Task requirements:
Set down the records exactly as they stand, except for any pictures, which you should omit.

Exercise data:
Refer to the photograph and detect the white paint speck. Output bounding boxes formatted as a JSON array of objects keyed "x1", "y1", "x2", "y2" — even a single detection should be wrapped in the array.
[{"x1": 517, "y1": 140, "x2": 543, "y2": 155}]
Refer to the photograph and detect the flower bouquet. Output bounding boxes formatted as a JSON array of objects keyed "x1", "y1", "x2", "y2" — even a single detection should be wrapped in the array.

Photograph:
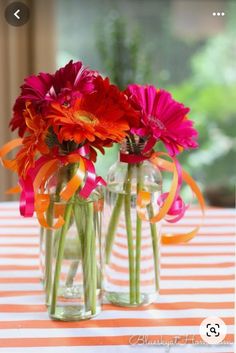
[
  {"x1": 0, "y1": 61, "x2": 137, "y2": 320},
  {"x1": 104, "y1": 84, "x2": 204, "y2": 307},
  {"x1": 0, "y1": 59, "x2": 204, "y2": 317}
]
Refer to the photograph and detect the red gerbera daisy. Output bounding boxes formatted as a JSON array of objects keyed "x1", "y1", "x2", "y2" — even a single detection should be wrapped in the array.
[{"x1": 46, "y1": 76, "x2": 139, "y2": 149}]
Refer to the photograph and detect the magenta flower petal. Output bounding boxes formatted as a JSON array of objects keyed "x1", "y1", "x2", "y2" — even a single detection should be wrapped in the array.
[
  {"x1": 21, "y1": 72, "x2": 53, "y2": 101},
  {"x1": 51, "y1": 60, "x2": 97, "y2": 99},
  {"x1": 10, "y1": 72, "x2": 53, "y2": 136},
  {"x1": 126, "y1": 84, "x2": 198, "y2": 155}
]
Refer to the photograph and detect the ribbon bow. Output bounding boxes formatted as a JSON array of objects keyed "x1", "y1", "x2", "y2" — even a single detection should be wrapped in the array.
[
  {"x1": 120, "y1": 150, "x2": 205, "y2": 244},
  {"x1": 0, "y1": 139, "x2": 106, "y2": 229}
]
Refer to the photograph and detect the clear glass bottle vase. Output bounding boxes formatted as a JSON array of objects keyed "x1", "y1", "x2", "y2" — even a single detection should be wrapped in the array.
[
  {"x1": 104, "y1": 140, "x2": 162, "y2": 307},
  {"x1": 40, "y1": 163, "x2": 104, "y2": 321}
]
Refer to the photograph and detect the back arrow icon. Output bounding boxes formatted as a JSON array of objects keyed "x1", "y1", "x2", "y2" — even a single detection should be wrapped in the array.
[{"x1": 14, "y1": 9, "x2": 20, "y2": 20}]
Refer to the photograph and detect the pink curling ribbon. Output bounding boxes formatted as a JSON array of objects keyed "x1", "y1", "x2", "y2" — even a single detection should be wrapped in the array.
[
  {"x1": 76, "y1": 144, "x2": 90, "y2": 157},
  {"x1": 19, "y1": 144, "x2": 106, "y2": 218},
  {"x1": 156, "y1": 155, "x2": 188, "y2": 223},
  {"x1": 69, "y1": 144, "x2": 106, "y2": 199},
  {"x1": 79, "y1": 158, "x2": 106, "y2": 198},
  {"x1": 19, "y1": 177, "x2": 35, "y2": 217},
  {"x1": 19, "y1": 156, "x2": 52, "y2": 217},
  {"x1": 159, "y1": 155, "x2": 190, "y2": 223},
  {"x1": 158, "y1": 192, "x2": 188, "y2": 223}
]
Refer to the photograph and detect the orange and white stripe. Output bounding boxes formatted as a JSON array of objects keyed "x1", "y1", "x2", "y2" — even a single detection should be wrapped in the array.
[{"x1": 0, "y1": 202, "x2": 234, "y2": 352}]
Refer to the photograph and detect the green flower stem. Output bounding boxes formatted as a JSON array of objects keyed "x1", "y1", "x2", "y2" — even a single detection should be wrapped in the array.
[
  {"x1": 74, "y1": 202, "x2": 89, "y2": 310},
  {"x1": 124, "y1": 164, "x2": 135, "y2": 304},
  {"x1": 55, "y1": 181, "x2": 63, "y2": 201},
  {"x1": 39, "y1": 226, "x2": 44, "y2": 282},
  {"x1": 84, "y1": 202, "x2": 96, "y2": 313},
  {"x1": 105, "y1": 193, "x2": 124, "y2": 264},
  {"x1": 65, "y1": 260, "x2": 79, "y2": 287},
  {"x1": 82, "y1": 239, "x2": 90, "y2": 312},
  {"x1": 74, "y1": 201, "x2": 97, "y2": 314},
  {"x1": 64, "y1": 204, "x2": 82, "y2": 288},
  {"x1": 89, "y1": 207, "x2": 97, "y2": 315},
  {"x1": 95, "y1": 211, "x2": 102, "y2": 289},
  {"x1": 45, "y1": 198, "x2": 54, "y2": 304},
  {"x1": 74, "y1": 202, "x2": 84, "y2": 252},
  {"x1": 50, "y1": 197, "x2": 75, "y2": 316},
  {"x1": 44, "y1": 175, "x2": 64, "y2": 303},
  {"x1": 147, "y1": 204, "x2": 159, "y2": 291},
  {"x1": 135, "y1": 163, "x2": 143, "y2": 304}
]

Result of the task:
Refer to the photograph and detect the white paint speck. Output bounding boxes formatted as a JSON array of objects keyed "x1", "y1", "x2", "y2" — even a single detection should be wrapped in the array.
[{"x1": 517, "y1": 140, "x2": 543, "y2": 155}]
Refer to the photograph and detect the flower bouquet. Output bounding boxes formatted as a JSON array of objects keyed "x1", "y1", "x2", "y2" — even a single detection should be wrapped in the array.

Photograph:
[
  {"x1": 0, "y1": 61, "x2": 137, "y2": 320},
  {"x1": 104, "y1": 84, "x2": 204, "y2": 307},
  {"x1": 0, "y1": 59, "x2": 204, "y2": 317}
]
Refer to the photograph and detect the red gerbera daisy. Output bounding boxes formatted as a JSON array of objects keyed "x1", "y1", "x2", "y2" — even a single detection should be wrapped in the array.
[{"x1": 46, "y1": 76, "x2": 139, "y2": 149}]
Refer to the photograph and detect the magenta flower petal. Output bounding boxes formatted as a JSON array of objects keyed "x1", "y1", "x2", "y2" — even a single detection should be wrapped in the array.
[
  {"x1": 21, "y1": 72, "x2": 53, "y2": 101},
  {"x1": 51, "y1": 60, "x2": 97, "y2": 99},
  {"x1": 10, "y1": 72, "x2": 53, "y2": 136},
  {"x1": 126, "y1": 84, "x2": 198, "y2": 155}
]
Refer to the photograph and detect the ribbon bow. Output bounding boxes formatted as a JSON array of objects keyed "x1", "y1", "x2", "y2" — even a single detection should be wrapped in the array.
[
  {"x1": 120, "y1": 150, "x2": 205, "y2": 244},
  {"x1": 0, "y1": 139, "x2": 106, "y2": 229}
]
Refer to the photograph and detect the clear glass bottle vase. Output bounding boxes formatted as a JSON array of objects keyed "x1", "y1", "x2", "y2" — even a single detection should be wrapped in the array.
[
  {"x1": 104, "y1": 140, "x2": 162, "y2": 307},
  {"x1": 40, "y1": 163, "x2": 104, "y2": 321}
]
Refer to the photograph and detect the back arrow icon. Output bounding boxes formatted as a JSON array of objects keyed "x1", "y1", "x2", "y2" — even a single detection should be wrapped in the array.
[{"x1": 14, "y1": 9, "x2": 20, "y2": 20}]
Refer to the photograph and detect the pink curling ribbon. Output bounding boxes formatted as a JSON array of objects keyed "x1", "y1", "x2", "y2" — even a single detection should be wrapped in the array.
[
  {"x1": 76, "y1": 144, "x2": 90, "y2": 157},
  {"x1": 19, "y1": 144, "x2": 106, "y2": 218},
  {"x1": 156, "y1": 155, "x2": 188, "y2": 223},
  {"x1": 69, "y1": 144, "x2": 106, "y2": 199},
  {"x1": 79, "y1": 158, "x2": 106, "y2": 198},
  {"x1": 19, "y1": 177, "x2": 35, "y2": 217},
  {"x1": 19, "y1": 156, "x2": 52, "y2": 217},
  {"x1": 159, "y1": 155, "x2": 190, "y2": 223},
  {"x1": 158, "y1": 192, "x2": 188, "y2": 223}
]
Refer to the photograph and detect the orange and white stripe. Output bounding boxes formatted as a JSON array of objects keyed "x1", "y1", "x2", "y2" — even a single detection should be wrapped in the array.
[{"x1": 0, "y1": 202, "x2": 234, "y2": 352}]
Refer to the photograph and detect the green flower stem. Output bounding boxes formatted as a JSON array of objects keyed "x1", "y1", "x2", "y2" — even a single detection should be wrapped in the array.
[
  {"x1": 74, "y1": 202, "x2": 89, "y2": 310},
  {"x1": 124, "y1": 164, "x2": 135, "y2": 304},
  {"x1": 55, "y1": 181, "x2": 63, "y2": 201},
  {"x1": 39, "y1": 226, "x2": 44, "y2": 282},
  {"x1": 84, "y1": 202, "x2": 96, "y2": 313},
  {"x1": 105, "y1": 193, "x2": 124, "y2": 264},
  {"x1": 65, "y1": 260, "x2": 79, "y2": 287},
  {"x1": 82, "y1": 239, "x2": 90, "y2": 312},
  {"x1": 74, "y1": 201, "x2": 97, "y2": 314},
  {"x1": 64, "y1": 204, "x2": 82, "y2": 288},
  {"x1": 89, "y1": 207, "x2": 97, "y2": 315},
  {"x1": 95, "y1": 211, "x2": 102, "y2": 289},
  {"x1": 45, "y1": 198, "x2": 54, "y2": 304},
  {"x1": 74, "y1": 202, "x2": 84, "y2": 252},
  {"x1": 50, "y1": 197, "x2": 75, "y2": 316},
  {"x1": 44, "y1": 175, "x2": 64, "y2": 303},
  {"x1": 147, "y1": 204, "x2": 159, "y2": 291},
  {"x1": 135, "y1": 163, "x2": 143, "y2": 304}
]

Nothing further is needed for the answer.